Retype the records below word for word and omit any image.

··········

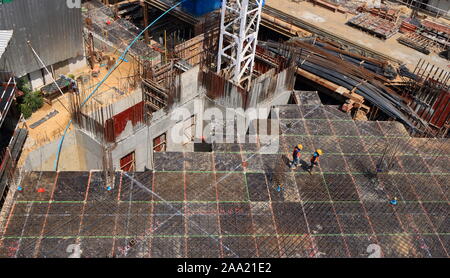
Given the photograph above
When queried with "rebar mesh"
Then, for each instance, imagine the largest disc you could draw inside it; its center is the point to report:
(238, 202)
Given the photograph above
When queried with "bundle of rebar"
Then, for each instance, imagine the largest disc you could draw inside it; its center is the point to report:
(347, 75)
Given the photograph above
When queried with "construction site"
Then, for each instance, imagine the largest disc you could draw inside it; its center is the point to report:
(166, 129)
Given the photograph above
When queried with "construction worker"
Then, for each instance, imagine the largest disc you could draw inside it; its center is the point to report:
(315, 158)
(296, 156)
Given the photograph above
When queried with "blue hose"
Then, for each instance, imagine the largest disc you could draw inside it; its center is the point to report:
(108, 74)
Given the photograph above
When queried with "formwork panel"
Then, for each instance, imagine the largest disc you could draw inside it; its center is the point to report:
(71, 186)
(352, 218)
(268, 246)
(289, 218)
(252, 162)
(367, 128)
(239, 247)
(169, 186)
(227, 162)
(312, 187)
(168, 247)
(198, 162)
(55, 248)
(168, 219)
(344, 128)
(333, 163)
(235, 219)
(289, 142)
(331, 246)
(96, 247)
(136, 186)
(351, 145)
(328, 144)
(200, 187)
(168, 161)
(257, 187)
(334, 113)
(231, 187)
(262, 218)
(289, 112)
(313, 112)
(296, 246)
(341, 187)
(319, 127)
(294, 127)
(321, 218)
(203, 247)
(202, 218)
(360, 163)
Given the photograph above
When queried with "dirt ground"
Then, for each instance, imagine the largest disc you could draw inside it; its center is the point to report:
(335, 22)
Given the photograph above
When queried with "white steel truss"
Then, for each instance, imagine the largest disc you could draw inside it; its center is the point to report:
(238, 39)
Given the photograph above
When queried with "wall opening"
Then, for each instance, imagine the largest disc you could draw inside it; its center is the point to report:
(160, 143)
(128, 162)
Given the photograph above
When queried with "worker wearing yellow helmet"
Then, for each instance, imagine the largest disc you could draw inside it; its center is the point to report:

··········

Response —
Given the photograph above
When queried with "rebar mesh"
Then, for each instance, imagine the largest disc you could draw inside it; its center is the point to report:
(238, 202)
Given the photograph above
When queried with "bundle of rebar"
Then, for each instance, imagine the largest disc you could draw inside it; its center is the point to report:
(347, 75)
Given the photograph above
When queried with "construction site"
Then, for each instance, imagine the largest disc you could draw inside it; its center is the point to report:
(166, 129)
Given the photograph above
When queried with "construction worker"
Then, for each instance, imagine the largest disc you could draw inside it; its center is the point to report:
(315, 158)
(296, 156)
Given the photograph above
When queried with "blue hose"
Then, for each instance, imagine the largest disc you could draw inside it; its center is the point to report:
(108, 74)
Given the photograph above
When queried with "formwork panel"
Then, for each instance, imagine the largest disc you could draw inside it; its center is the point to report:
(71, 186)
(352, 218)
(268, 246)
(289, 218)
(252, 162)
(367, 128)
(239, 247)
(169, 186)
(227, 162)
(312, 187)
(168, 247)
(198, 162)
(55, 248)
(168, 219)
(344, 128)
(333, 163)
(235, 219)
(289, 142)
(331, 246)
(96, 247)
(136, 186)
(351, 145)
(328, 144)
(200, 187)
(168, 161)
(257, 187)
(334, 113)
(231, 187)
(262, 218)
(289, 112)
(313, 112)
(296, 246)
(341, 187)
(319, 127)
(294, 127)
(321, 218)
(203, 247)
(202, 218)
(360, 163)
Given the photograph above
When queried with "dirt ground"
Then, for each instance, imagine the largest disc you could draw inside it; its center is the point to report:
(335, 22)
Given the photograph above
When queried with "white steel truss"
Then, for each instance, imagine the largest disc you could draw inside it; its center is the point to report:
(238, 39)
Given the photograph above
When queried with "wall opening"
Then, for each instance, imagine the largest disc you could draw inside it; its center is the point to report:
(160, 143)
(128, 162)
Given the photograph above
When queried with "worker wearing yellow helmet"
Then, for each instance, imagine the largest disc you could draw inside it; its center is the point to report:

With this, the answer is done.